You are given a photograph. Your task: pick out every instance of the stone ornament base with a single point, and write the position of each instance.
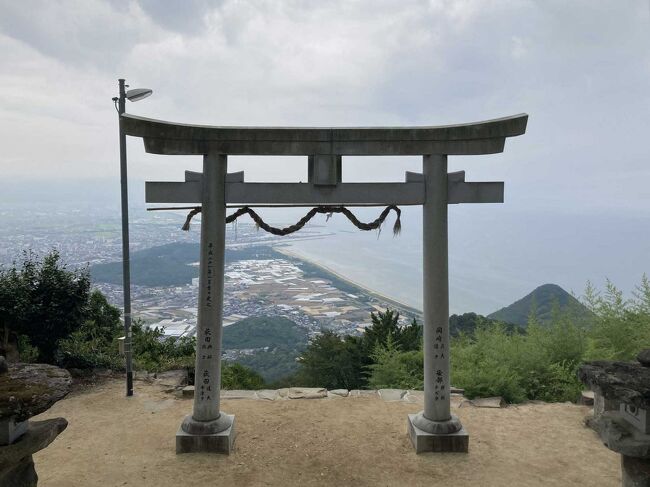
(221, 442)
(422, 441)
(636, 471)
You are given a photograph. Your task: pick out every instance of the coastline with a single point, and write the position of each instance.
(285, 250)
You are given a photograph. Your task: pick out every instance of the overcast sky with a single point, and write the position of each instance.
(577, 197)
(580, 69)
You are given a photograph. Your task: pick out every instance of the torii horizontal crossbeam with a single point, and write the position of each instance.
(306, 194)
(161, 137)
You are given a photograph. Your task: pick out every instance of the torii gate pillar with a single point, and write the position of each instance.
(207, 428)
(435, 428)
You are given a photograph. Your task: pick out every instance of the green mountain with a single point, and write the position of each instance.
(169, 265)
(285, 340)
(264, 331)
(467, 323)
(542, 302)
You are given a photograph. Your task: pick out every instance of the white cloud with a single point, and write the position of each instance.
(581, 69)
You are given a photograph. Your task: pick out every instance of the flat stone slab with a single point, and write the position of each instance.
(307, 393)
(238, 394)
(391, 394)
(172, 378)
(29, 389)
(426, 442)
(620, 436)
(340, 392)
(222, 442)
(485, 402)
(415, 397)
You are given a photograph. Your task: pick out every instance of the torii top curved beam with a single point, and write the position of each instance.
(487, 137)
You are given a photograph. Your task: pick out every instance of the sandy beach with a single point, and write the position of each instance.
(296, 254)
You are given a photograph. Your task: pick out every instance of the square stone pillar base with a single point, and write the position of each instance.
(222, 442)
(423, 441)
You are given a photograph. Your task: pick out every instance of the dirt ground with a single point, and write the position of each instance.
(112, 440)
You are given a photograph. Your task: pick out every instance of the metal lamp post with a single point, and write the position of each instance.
(131, 95)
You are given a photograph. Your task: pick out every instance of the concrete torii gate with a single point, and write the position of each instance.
(434, 428)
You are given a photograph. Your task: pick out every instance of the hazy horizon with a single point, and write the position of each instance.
(576, 184)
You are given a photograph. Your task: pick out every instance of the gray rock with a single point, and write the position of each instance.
(268, 394)
(414, 396)
(618, 435)
(485, 402)
(391, 394)
(39, 435)
(172, 378)
(363, 393)
(238, 394)
(644, 357)
(340, 392)
(307, 393)
(20, 474)
(622, 381)
(29, 389)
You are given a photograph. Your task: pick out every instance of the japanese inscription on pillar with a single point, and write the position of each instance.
(439, 361)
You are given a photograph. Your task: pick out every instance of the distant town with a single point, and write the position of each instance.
(275, 285)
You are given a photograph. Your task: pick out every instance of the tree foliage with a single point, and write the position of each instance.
(43, 300)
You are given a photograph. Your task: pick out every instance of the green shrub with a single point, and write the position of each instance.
(237, 376)
(392, 368)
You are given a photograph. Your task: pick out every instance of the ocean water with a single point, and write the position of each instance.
(496, 256)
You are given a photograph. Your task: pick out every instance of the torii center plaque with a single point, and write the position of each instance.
(434, 428)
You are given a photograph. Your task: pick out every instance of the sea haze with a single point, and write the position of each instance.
(496, 256)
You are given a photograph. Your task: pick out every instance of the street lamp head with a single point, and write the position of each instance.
(138, 94)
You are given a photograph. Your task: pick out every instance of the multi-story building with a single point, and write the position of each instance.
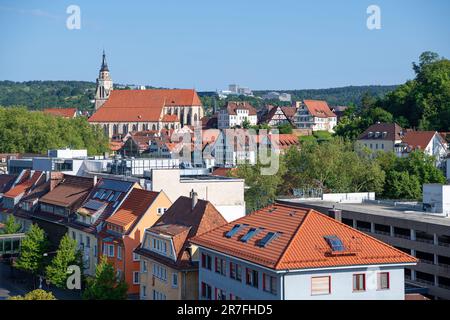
(430, 142)
(87, 221)
(168, 262)
(290, 253)
(226, 194)
(124, 231)
(314, 115)
(425, 235)
(382, 137)
(122, 111)
(236, 114)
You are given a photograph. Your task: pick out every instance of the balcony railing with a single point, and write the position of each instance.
(402, 236)
(431, 283)
(425, 240)
(384, 233)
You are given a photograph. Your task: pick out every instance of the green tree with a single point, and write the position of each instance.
(105, 285)
(37, 294)
(11, 226)
(66, 255)
(33, 247)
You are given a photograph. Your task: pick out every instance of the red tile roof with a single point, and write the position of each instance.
(393, 132)
(301, 243)
(60, 112)
(181, 222)
(232, 106)
(71, 190)
(319, 109)
(143, 105)
(25, 185)
(133, 208)
(418, 139)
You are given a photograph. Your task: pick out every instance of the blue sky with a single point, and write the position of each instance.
(207, 44)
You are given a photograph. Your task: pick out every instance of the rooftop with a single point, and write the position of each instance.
(283, 237)
(373, 208)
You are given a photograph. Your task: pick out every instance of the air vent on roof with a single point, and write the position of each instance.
(269, 237)
(250, 234)
(335, 243)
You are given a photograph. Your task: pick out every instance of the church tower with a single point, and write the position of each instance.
(104, 84)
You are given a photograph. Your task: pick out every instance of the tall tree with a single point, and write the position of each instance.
(106, 285)
(33, 247)
(66, 255)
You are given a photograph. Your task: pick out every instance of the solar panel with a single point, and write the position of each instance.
(234, 230)
(335, 243)
(93, 205)
(116, 185)
(267, 239)
(252, 232)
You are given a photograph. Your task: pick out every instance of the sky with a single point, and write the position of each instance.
(208, 44)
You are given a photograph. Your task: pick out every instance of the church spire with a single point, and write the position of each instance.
(104, 64)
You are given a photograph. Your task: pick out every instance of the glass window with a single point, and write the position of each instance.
(320, 286)
(359, 282)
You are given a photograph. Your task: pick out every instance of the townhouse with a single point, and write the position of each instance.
(124, 231)
(284, 252)
(314, 115)
(236, 114)
(88, 219)
(169, 263)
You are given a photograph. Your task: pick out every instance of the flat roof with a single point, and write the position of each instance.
(382, 210)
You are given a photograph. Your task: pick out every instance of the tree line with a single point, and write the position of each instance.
(23, 131)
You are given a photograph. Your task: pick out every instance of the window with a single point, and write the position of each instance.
(206, 261)
(119, 252)
(110, 250)
(269, 284)
(160, 272)
(252, 278)
(175, 280)
(220, 266)
(383, 281)
(320, 286)
(359, 282)
(206, 291)
(158, 295)
(135, 277)
(235, 271)
(221, 294)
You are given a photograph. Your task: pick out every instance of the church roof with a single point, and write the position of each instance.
(143, 105)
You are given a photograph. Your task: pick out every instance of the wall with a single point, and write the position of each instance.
(227, 194)
(298, 286)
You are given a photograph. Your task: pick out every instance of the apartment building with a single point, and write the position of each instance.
(314, 115)
(124, 231)
(169, 270)
(284, 252)
(424, 235)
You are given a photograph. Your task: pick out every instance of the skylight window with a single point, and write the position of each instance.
(251, 233)
(269, 237)
(234, 230)
(335, 243)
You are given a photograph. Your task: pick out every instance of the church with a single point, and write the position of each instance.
(123, 111)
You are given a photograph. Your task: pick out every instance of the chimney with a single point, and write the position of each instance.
(194, 198)
(335, 214)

- - - - - - -

Each line from the one that contains "of the townhouse" through the end of the records must be repeated exactly. No other line belongs in the answer.

You are given a photograph. Your task: pick out every instance of the townhouse with a single point, and write the position of each instance.
(124, 231)
(284, 252)
(314, 115)
(236, 114)
(88, 219)
(169, 263)
You are given a photograph. Your task: pick out every instance of the flat roof with a single point, and write the position of each instance.
(382, 210)
You are given a photograph. Your task: pick out every instance of the tree line with a single point, and write the position of each instance.
(23, 131)
You are given a photograph. Your task: pick out every instance of the window with a single point, and write the position of each instance.
(206, 261)
(119, 252)
(110, 250)
(269, 284)
(160, 272)
(252, 278)
(175, 280)
(220, 266)
(383, 281)
(320, 286)
(359, 282)
(206, 291)
(158, 295)
(135, 277)
(235, 271)
(221, 294)
You are given a photograph. Your task: pick out every instance of the church roof with a single point, and write the position of each instance.
(143, 105)
You are given a photograph. Your task: pick out every instance of the wall with a single point, and write the position of each instance.
(227, 194)
(298, 286)
You are given a photograph. Your task: pick out every instance of the apartment building with a single point, and write the position of each instance.
(314, 115)
(124, 231)
(169, 270)
(284, 252)
(424, 235)
You are given a photograph. Your task: pick out every instance of the skylight window with a single point, and write the position of each instance.
(251, 233)
(269, 237)
(234, 230)
(335, 243)
You are given a photograph. Your task: pick out every instance of the church with a single point, and write the position of each instance.
(123, 111)
You are given a photograph. Your task: pick out every instance of the chimney with a single point, and write the position of each instance.
(194, 198)
(335, 214)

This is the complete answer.